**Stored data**
____________________

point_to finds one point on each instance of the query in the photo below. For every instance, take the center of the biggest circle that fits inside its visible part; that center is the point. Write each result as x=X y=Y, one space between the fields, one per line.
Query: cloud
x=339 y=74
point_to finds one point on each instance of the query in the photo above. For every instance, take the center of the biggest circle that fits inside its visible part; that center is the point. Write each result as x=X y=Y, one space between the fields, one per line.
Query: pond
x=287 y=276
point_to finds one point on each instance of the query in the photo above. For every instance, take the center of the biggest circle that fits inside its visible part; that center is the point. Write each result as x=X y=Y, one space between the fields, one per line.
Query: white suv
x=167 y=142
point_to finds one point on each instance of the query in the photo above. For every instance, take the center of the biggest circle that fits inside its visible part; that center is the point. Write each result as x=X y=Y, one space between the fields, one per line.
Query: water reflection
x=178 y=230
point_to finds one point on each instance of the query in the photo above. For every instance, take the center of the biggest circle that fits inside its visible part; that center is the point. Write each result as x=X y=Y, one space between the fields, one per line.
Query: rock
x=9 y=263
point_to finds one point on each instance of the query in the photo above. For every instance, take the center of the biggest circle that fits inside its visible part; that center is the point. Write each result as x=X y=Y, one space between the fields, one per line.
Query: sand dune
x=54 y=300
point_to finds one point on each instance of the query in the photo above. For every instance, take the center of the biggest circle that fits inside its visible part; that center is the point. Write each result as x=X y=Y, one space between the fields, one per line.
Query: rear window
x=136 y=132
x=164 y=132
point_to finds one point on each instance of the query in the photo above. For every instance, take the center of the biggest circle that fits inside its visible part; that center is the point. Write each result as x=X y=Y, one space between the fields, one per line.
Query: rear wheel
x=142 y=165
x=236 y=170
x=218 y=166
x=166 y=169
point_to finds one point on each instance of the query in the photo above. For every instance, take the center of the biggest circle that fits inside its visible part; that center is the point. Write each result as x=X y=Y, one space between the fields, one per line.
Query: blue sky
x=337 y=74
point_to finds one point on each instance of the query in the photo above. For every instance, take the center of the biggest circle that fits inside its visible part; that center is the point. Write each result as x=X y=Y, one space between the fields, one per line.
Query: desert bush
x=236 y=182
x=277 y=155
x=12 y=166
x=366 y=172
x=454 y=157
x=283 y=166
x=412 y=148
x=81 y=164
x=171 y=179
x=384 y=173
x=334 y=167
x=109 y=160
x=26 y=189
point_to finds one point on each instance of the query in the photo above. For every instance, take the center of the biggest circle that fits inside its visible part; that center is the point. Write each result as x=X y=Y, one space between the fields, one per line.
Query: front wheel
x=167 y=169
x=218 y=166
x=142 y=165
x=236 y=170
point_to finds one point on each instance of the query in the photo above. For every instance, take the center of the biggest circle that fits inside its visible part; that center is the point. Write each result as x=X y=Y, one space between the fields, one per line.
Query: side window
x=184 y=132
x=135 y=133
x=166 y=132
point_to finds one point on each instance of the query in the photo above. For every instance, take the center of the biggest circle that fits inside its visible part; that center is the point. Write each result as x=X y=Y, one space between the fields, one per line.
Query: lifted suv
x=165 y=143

____________________

**EXERCISE TASK**
Extract all of the data shown above without alteration.

**ANSWER FOR THIS EXERCISE**
point_to finds one point on each instance of the query in the photo below. For every instance, take the center of the biggest circle that fits inside its visible part; that center is the point. Write each result as x=X y=Y, one space between the fields, one per line.
Query: cloud
x=339 y=74
point_to finds one point on each instance of the query in the photo above. For every instance, take the center of the biggest circle that fits inside its visible part; that center is the point. Write each result as x=X y=Y, one space between the fields, one per line.
Query: pond
x=287 y=276
point_to finds one point on each instance of the query in the photo above. For every instance, take the center of the biggest circle that fits inside its visible part; that center is the point. Write each result as x=X y=Y, one space between the fields, one per line.
Query: white suv
x=167 y=142
point_to finds one point on each instance of the query in the photo above. For every instance, take the center of the biggest circle that fits inside its visible part; that center is the point. Write each result as x=X y=Y, one space between the fields, one per line.
Query: water reflection
x=178 y=230
point_to finds one point on each instance of the query in the photo above. For every instance, take the center of the biggest circle that fits inside its visible part; that center is the point. Write each result as x=X y=Y, one space between the fields, one per line.
Query: rock
x=9 y=263
point_to finds one point on each instance of the query in the photo above. For every instance, take the center of the biggest circle that fits inside its visible part; that center is the point. Write each result as x=X y=Y, one space between the fields, one per line.
Query: sand dune
x=54 y=300
point_to finds one point on each instance of the query in the photo above. For every instance, take the center of the biggest circle that fits inside its visible part; that center is the point. Write each result as x=X y=Y, one space between the fields, one per line.
Query: rear window
x=136 y=132
x=164 y=132
point_to finds one point on each instance of the query in the photo above. For every instance, take the center of the biggest circle that fits inside its visible part; that center is the point. Write each result as x=X y=Y, one space between the fields, one per line.
Query: rear wheel
x=142 y=165
x=236 y=170
x=218 y=166
x=166 y=169
point_to finds one point on each instance of the query in the photo above. For every instance, take the center of the biggest circle that fits inside its visible part; that center is the point. Write each result as x=X y=Y, one space between the fields, one per line.
Query: blue sky
x=337 y=74
point_to finds one point on each instance of the query in the photo above. For every instance, take the center of the biggest circle that fits inside its visible part; that center is the point. Write each result as x=X y=Y, one space between the fields, one per line.
Query: desert bush
x=236 y=182
x=277 y=155
x=12 y=166
x=366 y=172
x=454 y=157
x=283 y=166
x=412 y=148
x=81 y=164
x=171 y=179
x=384 y=173
x=334 y=167
x=109 y=160
x=26 y=189
point_to finds one point on each instance of the query in the photo above. For every instance, take the center of the biggest circle that fits inside its visible part; that center is the point. Write each result as x=X y=Y, one space between the fields, one per line.
Query: front wheel
x=167 y=169
x=218 y=166
x=142 y=165
x=236 y=170
point_to finds one point on each instance of the query in the photo above. For every instance, take the center of the biggest circle that fits inside its visible part; that center is the point. Write each result as x=X y=Y, one space between the fields, one per line.
Query: side window
x=184 y=132
x=135 y=133
x=166 y=132
point_to finds one point on each instance of the query in the photo above. For every instance, take the center of the biggest circle that fits inside its visible part; that center is the point. Write each result as x=X y=Y, one space between the fields, one per line.
Query: lifted suv
x=165 y=143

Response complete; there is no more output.